> [STUDY QUESTIONS]
1/ Reproduce the part of the passage on the Fault Block Model from "In this article" to "optimum gas recovery.".
2/ Answer these questions from the passage on the Fault Block Model:
(a) What shape is the reservoir structure?
(b) From what does the model calculate production profiles?
(c) By what techniques are the geological uncertainties carried through in the model?

The Fault Block Model was designed for the devel-opment of gas production from Sleipner Vest. The reservoir consists of marginal marine sandstone of Hugine Formation. The structure is dome shaped and highly faulted with good reservoir productivity. Based on geological interpretation, location and extent of faulting in the reservoir was carried out and the effect of faulting as flow barrier was evaluated. Internal cross-flow communications between adjacent fault blocks defined by throw of faults were established.
The model redefines individual fault block traps in terms of block volume and cross-flow probability to adjacent blocks and estimates the number and lo-cation of wells required for optimum recovery of the gas reserves. The model predicts the corresponding well coverage, from which production profiles are calculated.
Modelling of highly faulted and compartmentalized reservoirs is severely impeded by the nature and extent of known and undetected faults and, in particular, their effectiveness as flow barrier. The model presented is efficient and superior to other models, for highly faulted reservoir, i.e. grid based simulators, because it minimizes the effect of major undetected faults and geological uncertainties. The geological interpretation and its uncertainty is minimized using fault block volume and cross-flow probability, which subsequently may translate into gas production profiles. The geological uncertainties are carried through in the model by error propagation techniques.
In this article we present the Fault Block Model as a new tool to better understand the implications of geological uncertainty in faulted gas reservoirs with good productivity, with respect to uncertainty in well coverage and optimum gas recovery.

> [MATERIAL SHOWN]
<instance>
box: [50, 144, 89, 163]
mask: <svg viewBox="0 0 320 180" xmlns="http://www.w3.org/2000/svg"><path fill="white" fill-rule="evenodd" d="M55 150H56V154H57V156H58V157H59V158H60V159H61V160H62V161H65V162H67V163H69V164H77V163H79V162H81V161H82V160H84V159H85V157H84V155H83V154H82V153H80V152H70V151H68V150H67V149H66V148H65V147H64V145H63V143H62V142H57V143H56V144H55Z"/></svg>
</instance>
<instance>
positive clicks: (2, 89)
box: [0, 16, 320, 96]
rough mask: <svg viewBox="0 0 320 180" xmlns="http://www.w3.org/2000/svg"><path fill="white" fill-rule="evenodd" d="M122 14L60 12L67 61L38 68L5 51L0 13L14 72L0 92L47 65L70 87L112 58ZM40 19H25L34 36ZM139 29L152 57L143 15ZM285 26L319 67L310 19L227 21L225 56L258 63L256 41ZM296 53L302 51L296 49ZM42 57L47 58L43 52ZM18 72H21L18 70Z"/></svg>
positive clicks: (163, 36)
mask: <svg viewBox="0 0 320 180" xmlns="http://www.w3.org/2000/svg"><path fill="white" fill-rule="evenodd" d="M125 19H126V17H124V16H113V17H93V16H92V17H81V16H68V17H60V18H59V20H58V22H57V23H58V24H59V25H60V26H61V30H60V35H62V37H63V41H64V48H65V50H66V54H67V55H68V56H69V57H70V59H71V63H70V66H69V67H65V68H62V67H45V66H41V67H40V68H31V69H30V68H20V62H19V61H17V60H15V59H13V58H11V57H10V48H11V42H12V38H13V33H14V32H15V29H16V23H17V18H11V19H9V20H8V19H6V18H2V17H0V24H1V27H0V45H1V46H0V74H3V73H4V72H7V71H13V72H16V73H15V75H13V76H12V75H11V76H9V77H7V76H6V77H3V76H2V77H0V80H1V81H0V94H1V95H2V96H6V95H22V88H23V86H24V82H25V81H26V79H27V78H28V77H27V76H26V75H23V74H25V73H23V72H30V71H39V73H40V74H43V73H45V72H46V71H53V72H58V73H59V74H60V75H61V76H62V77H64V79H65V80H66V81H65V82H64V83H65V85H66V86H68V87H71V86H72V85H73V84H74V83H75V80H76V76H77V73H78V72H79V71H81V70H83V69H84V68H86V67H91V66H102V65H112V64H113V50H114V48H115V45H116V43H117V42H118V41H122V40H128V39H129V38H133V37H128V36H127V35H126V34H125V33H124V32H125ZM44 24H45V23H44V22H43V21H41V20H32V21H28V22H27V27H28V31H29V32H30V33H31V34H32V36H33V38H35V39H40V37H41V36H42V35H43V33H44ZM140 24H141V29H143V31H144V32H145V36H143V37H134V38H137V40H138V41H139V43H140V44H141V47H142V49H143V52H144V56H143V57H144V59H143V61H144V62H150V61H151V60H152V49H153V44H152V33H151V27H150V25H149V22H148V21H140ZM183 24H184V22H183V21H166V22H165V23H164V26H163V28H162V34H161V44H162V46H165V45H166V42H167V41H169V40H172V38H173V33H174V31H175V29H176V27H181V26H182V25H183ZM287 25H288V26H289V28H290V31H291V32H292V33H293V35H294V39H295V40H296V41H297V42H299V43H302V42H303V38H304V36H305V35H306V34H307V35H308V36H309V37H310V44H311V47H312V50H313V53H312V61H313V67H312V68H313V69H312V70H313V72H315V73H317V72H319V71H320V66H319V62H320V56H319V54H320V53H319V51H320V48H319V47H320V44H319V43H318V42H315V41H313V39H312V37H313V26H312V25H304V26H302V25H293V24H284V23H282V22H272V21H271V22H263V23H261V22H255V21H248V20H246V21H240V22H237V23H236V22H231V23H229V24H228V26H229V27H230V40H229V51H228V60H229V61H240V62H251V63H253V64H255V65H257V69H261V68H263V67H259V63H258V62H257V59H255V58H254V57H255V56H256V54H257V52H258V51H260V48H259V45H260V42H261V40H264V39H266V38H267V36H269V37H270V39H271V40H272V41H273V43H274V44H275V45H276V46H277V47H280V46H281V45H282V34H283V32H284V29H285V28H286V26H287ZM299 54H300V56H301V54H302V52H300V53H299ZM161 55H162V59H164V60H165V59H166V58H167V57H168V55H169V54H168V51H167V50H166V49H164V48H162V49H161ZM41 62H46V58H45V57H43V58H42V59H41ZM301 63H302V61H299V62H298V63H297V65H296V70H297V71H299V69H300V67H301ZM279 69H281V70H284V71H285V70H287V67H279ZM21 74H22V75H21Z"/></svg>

> [TASK RESULTS]
1/
In this article we present the Fault Block Model as a new tool to better understand the implications of geological uncertainty in faulted gas reservoirs with good productivity, with respect to uncertainty in well coverage and optimum gas recovery.

2/
(a) Dome shaped.
(b) From the predicted well coverage.
(c) By error propagation techniques.